**Written task**
Please rescale the rows from the line containing "wisp shown in this photo?" through the end of the rows by rewriting every one of those lines, requests included. Multiply each answer coordinate by 0.6 and round it to a whole number, with halves rounded up, leaving the request text and its format sample unchanged.

[Data items]
— Start —

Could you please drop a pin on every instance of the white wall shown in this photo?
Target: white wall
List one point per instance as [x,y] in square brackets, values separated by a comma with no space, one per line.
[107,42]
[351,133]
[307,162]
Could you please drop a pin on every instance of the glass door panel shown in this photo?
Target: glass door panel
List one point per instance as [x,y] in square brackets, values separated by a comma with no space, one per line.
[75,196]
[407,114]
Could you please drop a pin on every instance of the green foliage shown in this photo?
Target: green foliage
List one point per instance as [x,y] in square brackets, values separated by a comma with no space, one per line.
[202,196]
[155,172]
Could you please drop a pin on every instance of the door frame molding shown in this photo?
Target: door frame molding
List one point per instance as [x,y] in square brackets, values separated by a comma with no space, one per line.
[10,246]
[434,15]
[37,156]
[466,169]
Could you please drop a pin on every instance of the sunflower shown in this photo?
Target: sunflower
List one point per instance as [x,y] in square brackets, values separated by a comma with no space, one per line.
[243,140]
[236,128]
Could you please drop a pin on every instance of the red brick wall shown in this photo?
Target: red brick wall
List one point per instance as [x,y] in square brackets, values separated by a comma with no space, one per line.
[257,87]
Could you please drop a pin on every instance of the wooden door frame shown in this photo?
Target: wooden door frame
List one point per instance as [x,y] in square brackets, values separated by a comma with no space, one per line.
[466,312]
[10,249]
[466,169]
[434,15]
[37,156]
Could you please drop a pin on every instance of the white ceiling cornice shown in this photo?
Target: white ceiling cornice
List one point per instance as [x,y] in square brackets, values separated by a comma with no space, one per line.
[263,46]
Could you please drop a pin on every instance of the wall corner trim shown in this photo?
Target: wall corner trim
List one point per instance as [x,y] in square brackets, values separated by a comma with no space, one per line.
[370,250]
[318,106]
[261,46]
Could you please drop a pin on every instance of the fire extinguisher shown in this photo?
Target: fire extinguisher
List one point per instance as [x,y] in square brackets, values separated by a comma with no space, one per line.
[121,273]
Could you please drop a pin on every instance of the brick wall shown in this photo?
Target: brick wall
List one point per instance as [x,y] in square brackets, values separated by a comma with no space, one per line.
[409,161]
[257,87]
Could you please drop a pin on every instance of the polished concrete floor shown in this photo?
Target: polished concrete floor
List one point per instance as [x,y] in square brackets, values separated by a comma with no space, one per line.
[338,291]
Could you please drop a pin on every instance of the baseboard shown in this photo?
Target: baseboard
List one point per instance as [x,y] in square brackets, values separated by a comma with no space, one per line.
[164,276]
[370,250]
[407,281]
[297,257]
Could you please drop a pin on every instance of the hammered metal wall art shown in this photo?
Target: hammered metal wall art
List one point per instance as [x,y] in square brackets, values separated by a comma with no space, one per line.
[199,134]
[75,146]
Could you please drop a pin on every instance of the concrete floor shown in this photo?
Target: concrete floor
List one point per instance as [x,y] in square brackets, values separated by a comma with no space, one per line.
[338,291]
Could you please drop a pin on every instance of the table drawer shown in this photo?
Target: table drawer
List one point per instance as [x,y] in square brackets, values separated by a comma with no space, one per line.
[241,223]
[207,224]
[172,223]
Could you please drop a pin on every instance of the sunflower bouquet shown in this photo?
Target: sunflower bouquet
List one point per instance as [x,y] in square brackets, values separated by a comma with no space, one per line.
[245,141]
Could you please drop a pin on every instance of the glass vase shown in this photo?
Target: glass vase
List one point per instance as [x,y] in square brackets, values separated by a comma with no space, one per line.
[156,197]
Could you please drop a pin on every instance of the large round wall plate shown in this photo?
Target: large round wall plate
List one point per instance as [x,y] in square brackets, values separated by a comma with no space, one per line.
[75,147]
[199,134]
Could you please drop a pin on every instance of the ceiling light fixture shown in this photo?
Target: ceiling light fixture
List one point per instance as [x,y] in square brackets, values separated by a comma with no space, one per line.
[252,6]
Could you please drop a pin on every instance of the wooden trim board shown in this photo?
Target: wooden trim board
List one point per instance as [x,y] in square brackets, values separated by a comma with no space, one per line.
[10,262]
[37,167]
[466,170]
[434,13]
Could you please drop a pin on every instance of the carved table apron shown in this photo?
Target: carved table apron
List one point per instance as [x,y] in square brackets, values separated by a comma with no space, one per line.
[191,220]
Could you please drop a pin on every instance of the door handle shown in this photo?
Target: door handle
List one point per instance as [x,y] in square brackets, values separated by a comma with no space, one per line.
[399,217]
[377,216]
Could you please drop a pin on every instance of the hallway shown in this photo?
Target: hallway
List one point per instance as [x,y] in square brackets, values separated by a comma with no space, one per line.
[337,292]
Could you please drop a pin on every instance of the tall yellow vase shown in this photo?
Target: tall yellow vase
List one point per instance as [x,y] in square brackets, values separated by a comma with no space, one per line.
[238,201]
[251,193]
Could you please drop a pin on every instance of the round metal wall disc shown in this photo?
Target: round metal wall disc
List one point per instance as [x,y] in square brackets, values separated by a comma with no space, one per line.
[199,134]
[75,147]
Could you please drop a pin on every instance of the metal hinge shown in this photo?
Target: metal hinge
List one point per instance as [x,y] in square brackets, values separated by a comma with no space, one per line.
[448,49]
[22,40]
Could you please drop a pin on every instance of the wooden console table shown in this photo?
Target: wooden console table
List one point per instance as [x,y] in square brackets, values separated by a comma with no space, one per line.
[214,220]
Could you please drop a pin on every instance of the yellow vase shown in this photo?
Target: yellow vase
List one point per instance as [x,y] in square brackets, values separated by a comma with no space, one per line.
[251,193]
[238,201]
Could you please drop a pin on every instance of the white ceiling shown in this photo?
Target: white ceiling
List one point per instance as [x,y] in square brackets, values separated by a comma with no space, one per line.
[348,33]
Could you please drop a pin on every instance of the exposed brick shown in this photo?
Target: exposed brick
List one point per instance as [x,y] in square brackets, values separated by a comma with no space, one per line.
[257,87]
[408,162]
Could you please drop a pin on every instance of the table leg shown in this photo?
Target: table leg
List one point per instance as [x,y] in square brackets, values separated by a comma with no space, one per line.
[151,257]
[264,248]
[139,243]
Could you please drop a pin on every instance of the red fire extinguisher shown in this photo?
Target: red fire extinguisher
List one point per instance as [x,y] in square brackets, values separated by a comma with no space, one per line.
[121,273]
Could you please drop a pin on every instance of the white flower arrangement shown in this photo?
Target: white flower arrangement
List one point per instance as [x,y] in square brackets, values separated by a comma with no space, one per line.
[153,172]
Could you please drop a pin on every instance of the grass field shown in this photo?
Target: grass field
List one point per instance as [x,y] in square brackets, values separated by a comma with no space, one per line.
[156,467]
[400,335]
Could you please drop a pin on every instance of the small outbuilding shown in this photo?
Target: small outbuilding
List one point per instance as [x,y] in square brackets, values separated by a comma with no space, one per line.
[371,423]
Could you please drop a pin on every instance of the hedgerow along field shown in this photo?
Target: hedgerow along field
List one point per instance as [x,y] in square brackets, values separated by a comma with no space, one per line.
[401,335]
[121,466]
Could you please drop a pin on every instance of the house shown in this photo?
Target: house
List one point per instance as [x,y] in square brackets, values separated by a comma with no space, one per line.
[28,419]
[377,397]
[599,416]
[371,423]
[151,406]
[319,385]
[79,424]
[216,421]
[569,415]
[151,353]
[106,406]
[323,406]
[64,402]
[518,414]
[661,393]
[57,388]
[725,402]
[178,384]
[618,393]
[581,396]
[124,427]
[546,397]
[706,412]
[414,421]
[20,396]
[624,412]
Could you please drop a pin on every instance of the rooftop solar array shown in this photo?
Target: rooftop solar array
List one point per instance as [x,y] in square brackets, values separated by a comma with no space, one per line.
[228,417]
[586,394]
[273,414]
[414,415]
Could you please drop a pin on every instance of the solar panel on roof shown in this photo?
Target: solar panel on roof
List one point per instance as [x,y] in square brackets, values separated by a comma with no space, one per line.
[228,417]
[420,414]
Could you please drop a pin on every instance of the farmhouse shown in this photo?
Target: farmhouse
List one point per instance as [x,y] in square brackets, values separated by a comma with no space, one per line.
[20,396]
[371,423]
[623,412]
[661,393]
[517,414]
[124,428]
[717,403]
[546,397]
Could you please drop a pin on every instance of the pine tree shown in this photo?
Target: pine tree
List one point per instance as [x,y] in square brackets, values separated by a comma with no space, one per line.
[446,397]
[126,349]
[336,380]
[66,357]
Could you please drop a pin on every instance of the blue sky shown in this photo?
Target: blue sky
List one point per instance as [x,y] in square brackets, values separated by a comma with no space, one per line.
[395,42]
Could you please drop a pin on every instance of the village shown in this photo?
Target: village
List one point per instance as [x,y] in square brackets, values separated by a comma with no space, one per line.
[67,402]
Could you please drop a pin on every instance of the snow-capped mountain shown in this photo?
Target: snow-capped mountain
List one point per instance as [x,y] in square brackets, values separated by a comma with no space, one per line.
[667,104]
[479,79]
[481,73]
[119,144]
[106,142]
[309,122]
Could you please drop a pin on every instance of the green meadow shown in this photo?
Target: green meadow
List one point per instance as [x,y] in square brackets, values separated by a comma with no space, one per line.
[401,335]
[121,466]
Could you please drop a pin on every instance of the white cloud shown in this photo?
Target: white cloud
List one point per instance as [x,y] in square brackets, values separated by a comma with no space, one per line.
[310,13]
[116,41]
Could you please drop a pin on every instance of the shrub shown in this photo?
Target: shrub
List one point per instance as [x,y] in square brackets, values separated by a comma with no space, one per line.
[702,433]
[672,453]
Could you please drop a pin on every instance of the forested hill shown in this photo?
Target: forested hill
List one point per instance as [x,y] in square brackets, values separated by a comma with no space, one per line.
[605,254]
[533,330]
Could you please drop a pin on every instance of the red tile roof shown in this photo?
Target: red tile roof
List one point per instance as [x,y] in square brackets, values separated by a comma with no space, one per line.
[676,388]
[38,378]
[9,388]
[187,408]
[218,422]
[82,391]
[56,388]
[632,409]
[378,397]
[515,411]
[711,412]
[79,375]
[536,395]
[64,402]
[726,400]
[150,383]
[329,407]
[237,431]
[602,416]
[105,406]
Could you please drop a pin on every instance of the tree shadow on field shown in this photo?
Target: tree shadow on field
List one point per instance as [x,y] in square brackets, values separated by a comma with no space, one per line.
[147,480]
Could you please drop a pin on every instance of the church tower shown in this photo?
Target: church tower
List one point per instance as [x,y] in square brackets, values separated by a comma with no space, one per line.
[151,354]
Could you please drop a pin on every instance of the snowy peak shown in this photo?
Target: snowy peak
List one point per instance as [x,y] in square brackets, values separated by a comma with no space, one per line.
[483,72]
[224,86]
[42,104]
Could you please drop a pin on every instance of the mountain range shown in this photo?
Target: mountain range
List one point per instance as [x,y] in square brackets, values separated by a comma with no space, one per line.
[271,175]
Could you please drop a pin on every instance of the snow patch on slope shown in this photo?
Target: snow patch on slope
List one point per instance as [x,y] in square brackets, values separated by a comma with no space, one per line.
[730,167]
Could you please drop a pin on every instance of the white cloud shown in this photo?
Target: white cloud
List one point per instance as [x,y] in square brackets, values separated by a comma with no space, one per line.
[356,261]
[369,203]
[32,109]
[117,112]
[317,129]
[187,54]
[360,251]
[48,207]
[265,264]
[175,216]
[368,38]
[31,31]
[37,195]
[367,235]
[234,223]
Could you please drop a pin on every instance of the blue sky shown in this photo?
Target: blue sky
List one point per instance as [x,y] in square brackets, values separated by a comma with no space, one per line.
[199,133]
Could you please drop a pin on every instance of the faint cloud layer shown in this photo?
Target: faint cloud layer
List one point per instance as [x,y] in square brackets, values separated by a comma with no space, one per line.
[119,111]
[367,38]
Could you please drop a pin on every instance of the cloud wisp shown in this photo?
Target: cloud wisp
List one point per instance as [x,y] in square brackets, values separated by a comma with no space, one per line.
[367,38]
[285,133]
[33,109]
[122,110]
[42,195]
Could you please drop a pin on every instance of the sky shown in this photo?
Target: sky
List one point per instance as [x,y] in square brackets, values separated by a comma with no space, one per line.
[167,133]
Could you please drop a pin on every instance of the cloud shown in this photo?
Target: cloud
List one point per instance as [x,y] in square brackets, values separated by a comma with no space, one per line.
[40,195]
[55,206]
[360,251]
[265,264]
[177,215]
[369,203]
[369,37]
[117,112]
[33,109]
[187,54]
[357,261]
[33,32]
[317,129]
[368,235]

— End —

**Answer**
Could you please drop a pin on every instance of the cloud wisp shown in this photo?
Target: cloud wisp
List one point per instance as [x,y] in square brackets, values separated by a comma with no space, one per line.
[220,23]
[171,80]
[20,65]
[73,66]
[25,117]
Could you please drop a pin on every instance of the sky shown in this photo?
Target: sky
List one point per instance as [x,y] in square brackets, values separated by a comma with no space, one per line.
[100,80]
Could you please drop a pin on every instance of the cloud shown in this photo?
Target: cloud
List one point per instance as [x,y] in square brackets, values separated by a comma with no space, one per line.
[24,117]
[33,124]
[216,151]
[159,158]
[106,129]
[221,122]
[221,22]
[70,67]
[20,65]
[112,32]
[214,157]
[20,19]
[190,77]
[221,141]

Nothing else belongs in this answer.